**Selected extract:**
2012 IRB Junior World Rugby Trophy

Tournament details
- Host nation: USA
- Venue: Murray Rugby Park Stadium Salt Lake City, Utah
- Dates: June 18 – June 30
- No. of nations: 8

Final positions
- Champions: United States
- Runner-up: Japan

Tournament statistics
- Matches played: 16
- Top scorer(s): Madison Hughes (72)
- Most tries: Hosea Saumaki (7)

= 2012 IRB Junior World Rugby Trophy =

The 2012 IRB Junior World Rugby Trophy was the fifth annual international rugby union competition for Under 20 national teams, second-tier world championship. The winner of the competition, the United States, was promoted to the IRB Junior World Championship for the 2013 tournament.

(Bounding-box records)
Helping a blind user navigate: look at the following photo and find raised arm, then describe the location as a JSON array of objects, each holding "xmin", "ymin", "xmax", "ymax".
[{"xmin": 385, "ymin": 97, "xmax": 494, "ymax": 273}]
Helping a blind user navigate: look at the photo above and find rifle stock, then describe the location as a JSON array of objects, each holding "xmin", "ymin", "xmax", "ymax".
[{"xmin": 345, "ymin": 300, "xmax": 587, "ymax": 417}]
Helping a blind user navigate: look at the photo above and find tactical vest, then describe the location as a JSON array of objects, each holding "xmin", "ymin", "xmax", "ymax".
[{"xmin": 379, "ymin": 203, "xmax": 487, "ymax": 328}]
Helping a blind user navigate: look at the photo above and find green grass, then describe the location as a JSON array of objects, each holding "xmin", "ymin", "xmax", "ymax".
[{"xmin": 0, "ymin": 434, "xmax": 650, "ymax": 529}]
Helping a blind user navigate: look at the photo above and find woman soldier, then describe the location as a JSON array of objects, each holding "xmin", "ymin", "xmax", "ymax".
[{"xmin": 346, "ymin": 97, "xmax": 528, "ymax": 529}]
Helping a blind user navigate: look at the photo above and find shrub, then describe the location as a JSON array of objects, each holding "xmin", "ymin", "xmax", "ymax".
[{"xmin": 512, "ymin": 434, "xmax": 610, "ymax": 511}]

**Short problem:**
Pick up the article on the 2012 IRB Junior World Rugby Trophy after its final sentence and continue it. This material has no connection to the text about the 2012 IRB Junior World Rugby Trophy.

**Task response:**
The event was held in the USA from 18 June until 30 June by rugby's governing body, the International Rugby Board. All matches took place at the Murray Rugby Park Stadium in Salt Lake City, Utah. Attendance was strong for the tournament, with all four match days resulting in packed crowds filling Murray Rugby Park Stadium. All matches in the tournament were streamed live by Deseret News and KSL, with more than 70,000 users logging on to view the official stream. The 2012 JWRT landed several commercial sponsors, including Gatorade, Gilbert, and World Rugby Shop.

==Pool stage==
All times are in Mountain Daylight Time (UTC−6).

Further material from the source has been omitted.